### EXERCISE INSTRUCTIONS:
Can you quote every one of the rows below verbatim, line for line?

Entries drawn from a collection
<<<<

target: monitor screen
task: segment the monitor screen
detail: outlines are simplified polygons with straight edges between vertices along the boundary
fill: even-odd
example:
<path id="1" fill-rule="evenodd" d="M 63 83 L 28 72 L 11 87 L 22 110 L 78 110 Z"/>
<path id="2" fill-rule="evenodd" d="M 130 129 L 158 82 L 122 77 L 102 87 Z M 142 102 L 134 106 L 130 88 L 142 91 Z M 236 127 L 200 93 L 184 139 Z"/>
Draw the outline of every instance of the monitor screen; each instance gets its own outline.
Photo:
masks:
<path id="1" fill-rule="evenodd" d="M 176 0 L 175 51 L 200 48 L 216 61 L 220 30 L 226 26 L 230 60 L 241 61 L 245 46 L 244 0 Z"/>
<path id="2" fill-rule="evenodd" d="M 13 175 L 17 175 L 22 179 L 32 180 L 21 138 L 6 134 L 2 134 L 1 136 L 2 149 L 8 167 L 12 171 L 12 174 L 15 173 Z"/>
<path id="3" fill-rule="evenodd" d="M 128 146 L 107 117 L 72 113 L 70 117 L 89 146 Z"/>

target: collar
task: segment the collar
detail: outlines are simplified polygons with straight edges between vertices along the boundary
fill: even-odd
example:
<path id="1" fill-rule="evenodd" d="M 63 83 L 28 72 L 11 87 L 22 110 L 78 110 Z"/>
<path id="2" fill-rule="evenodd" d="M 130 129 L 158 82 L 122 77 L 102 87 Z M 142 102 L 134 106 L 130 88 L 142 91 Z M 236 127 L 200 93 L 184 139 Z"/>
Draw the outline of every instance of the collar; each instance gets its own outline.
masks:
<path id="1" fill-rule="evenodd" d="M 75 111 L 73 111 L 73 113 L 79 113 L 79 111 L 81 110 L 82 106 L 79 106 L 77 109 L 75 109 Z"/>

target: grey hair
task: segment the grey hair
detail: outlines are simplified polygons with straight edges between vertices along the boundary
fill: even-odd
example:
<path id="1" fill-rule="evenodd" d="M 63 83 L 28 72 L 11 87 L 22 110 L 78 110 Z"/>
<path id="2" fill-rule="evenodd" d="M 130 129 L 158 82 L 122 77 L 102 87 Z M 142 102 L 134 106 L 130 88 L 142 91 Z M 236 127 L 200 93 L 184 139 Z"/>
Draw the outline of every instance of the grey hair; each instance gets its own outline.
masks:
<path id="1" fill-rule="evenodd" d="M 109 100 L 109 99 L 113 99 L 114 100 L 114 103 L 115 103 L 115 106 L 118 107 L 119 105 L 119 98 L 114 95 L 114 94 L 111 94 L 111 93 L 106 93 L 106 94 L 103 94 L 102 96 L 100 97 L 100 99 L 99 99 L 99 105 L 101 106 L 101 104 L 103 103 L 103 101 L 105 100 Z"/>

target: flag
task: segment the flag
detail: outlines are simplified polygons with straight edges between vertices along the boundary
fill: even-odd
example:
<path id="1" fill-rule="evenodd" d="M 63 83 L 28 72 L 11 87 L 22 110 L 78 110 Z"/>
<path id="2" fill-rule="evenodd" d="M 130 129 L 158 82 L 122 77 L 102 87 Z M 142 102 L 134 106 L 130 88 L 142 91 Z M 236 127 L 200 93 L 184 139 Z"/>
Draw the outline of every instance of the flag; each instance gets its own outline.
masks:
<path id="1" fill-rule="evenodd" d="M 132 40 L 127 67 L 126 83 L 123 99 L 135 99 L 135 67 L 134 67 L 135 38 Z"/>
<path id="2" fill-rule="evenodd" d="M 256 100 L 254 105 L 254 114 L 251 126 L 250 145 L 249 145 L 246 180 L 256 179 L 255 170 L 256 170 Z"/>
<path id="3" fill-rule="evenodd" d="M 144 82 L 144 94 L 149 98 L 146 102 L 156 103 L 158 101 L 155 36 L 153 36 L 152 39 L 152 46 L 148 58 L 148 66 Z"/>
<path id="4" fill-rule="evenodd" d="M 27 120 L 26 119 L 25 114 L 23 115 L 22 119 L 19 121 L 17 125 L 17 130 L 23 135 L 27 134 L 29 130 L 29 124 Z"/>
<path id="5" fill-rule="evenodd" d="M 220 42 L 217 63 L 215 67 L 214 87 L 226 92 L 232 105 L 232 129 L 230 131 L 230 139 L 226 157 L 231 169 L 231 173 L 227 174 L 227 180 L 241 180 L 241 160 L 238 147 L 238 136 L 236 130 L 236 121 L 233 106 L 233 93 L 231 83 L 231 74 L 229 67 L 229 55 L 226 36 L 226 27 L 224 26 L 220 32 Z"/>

>>>>

### SOLUTION FOR THIS EXERCISE:
target: monitor screen
task: segment the monitor screen
detail: outlines are simplified polygons with straight edges between vertices along the boundary
fill: even-odd
example:
<path id="1" fill-rule="evenodd" d="M 63 83 L 28 72 L 11 87 L 22 110 L 78 110 Z"/>
<path id="2" fill-rule="evenodd" d="M 130 129 L 158 82 L 122 77 L 102 87 Z M 142 102 L 134 106 L 130 88 L 142 91 Z M 236 127 L 200 93 L 184 139 Z"/>
Draw the outline of every instance of the monitor screen; each instance gets its own outline.
Photo:
masks:
<path id="1" fill-rule="evenodd" d="M 176 0 L 175 51 L 200 48 L 216 61 L 220 30 L 226 26 L 230 60 L 241 61 L 245 46 L 244 0 Z"/>
<path id="2" fill-rule="evenodd" d="M 13 175 L 17 175 L 22 179 L 32 180 L 21 138 L 6 134 L 2 134 L 1 136 L 2 149 L 8 167 L 12 171 L 12 174 L 15 173 Z"/>
<path id="3" fill-rule="evenodd" d="M 128 146 L 107 117 L 72 113 L 70 117 L 89 146 Z"/>

target: collar
task: segment the collar
detail: outlines are simplified polygons with straight edges between vertices along the boundary
fill: even-odd
example:
<path id="1" fill-rule="evenodd" d="M 63 83 L 28 72 L 11 87 L 22 110 L 78 110 Z"/>
<path id="2" fill-rule="evenodd" d="M 130 129 L 158 82 L 122 77 L 102 87 Z M 142 102 L 134 106 L 130 88 L 142 91 Z M 236 127 L 200 93 L 184 139 Z"/>
Draw the outline of every instance of the collar; each instance gets its own outline.
masks:
<path id="1" fill-rule="evenodd" d="M 75 111 L 73 111 L 73 113 L 79 113 L 79 111 L 81 110 L 82 106 L 79 106 L 77 109 L 75 109 Z"/>

target: grey hair
task: segment the grey hair
detail: outlines are simplified polygons with straight edges between vertices along the boundary
fill: even-odd
example:
<path id="1" fill-rule="evenodd" d="M 63 83 L 28 72 L 11 87 L 22 110 L 78 110 Z"/>
<path id="2" fill-rule="evenodd" d="M 130 129 L 158 82 L 122 77 L 102 87 Z M 142 102 L 134 106 L 130 88 L 142 91 Z M 236 127 L 200 93 L 184 139 Z"/>
Draw the outline of every instance of the grey hair; each instance gets its own outline.
masks:
<path id="1" fill-rule="evenodd" d="M 109 100 L 109 99 L 113 99 L 114 100 L 114 103 L 115 103 L 115 106 L 118 107 L 119 105 L 119 98 L 114 95 L 114 94 L 111 94 L 111 93 L 106 93 L 106 94 L 103 94 L 102 96 L 100 97 L 100 99 L 99 99 L 99 105 L 101 106 L 101 104 L 103 103 L 103 101 L 105 100 Z"/>

target: flag
task: segment the flag
detail: outlines are simplified polygons with straight edges between vertices along the boundary
fill: even-odd
example:
<path id="1" fill-rule="evenodd" d="M 63 83 L 28 72 L 11 87 L 22 110 L 78 110 Z"/>
<path id="2" fill-rule="evenodd" d="M 130 129 L 158 82 L 122 77 L 102 87 Z M 142 102 L 134 106 L 130 88 L 142 91 Z M 236 127 L 200 93 L 184 139 Z"/>
Draw the outline of every instance of the flag; each instance gets its own outline.
masks:
<path id="1" fill-rule="evenodd" d="M 132 40 L 127 67 L 126 83 L 123 99 L 135 99 L 135 67 L 134 67 L 135 38 Z"/>
<path id="2" fill-rule="evenodd" d="M 256 100 L 254 105 L 254 114 L 251 126 L 250 145 L 249 145 L 246 180 L 256 179 L 255 170 L 256 170 Z"/>
<path id="3" fill-rule="evenodd" d="M 144 82 L 144 94 L 149 98 L 146 102 L 156 103 L 158 101 L 155 36 L 153 36 L 152 39 L 152 46 L 148 58 L 148 66 Z"/>
<path id="4" fill-rule="evenodd" d="M 27 120 L 26 119 L 25 114 L 23 115 L 22 119 L 19 121 L 17 125 L 17 130 L 23 135 L 27 134 L 29 130 L 29 124 Z"/>
<path id="5" fill-rule="evenodd" d="M 220 42 L 217 63 L 215 67 L 214 87 L 226 92 L 232 105 L 232 129 L 230 131 L 230 139 L 226 157 L 231 169 L 231 173 L 227 174 L 227 180 L 241 180 L 241 160 L 238 147 L 238 136 L 236 130 L 236 121 L 233 106 L 233 93 L 231 83 L 231 74 L 229 67 L 229 55 L 226 36 L 226 27 L 224 26 L 220 32 Z"/>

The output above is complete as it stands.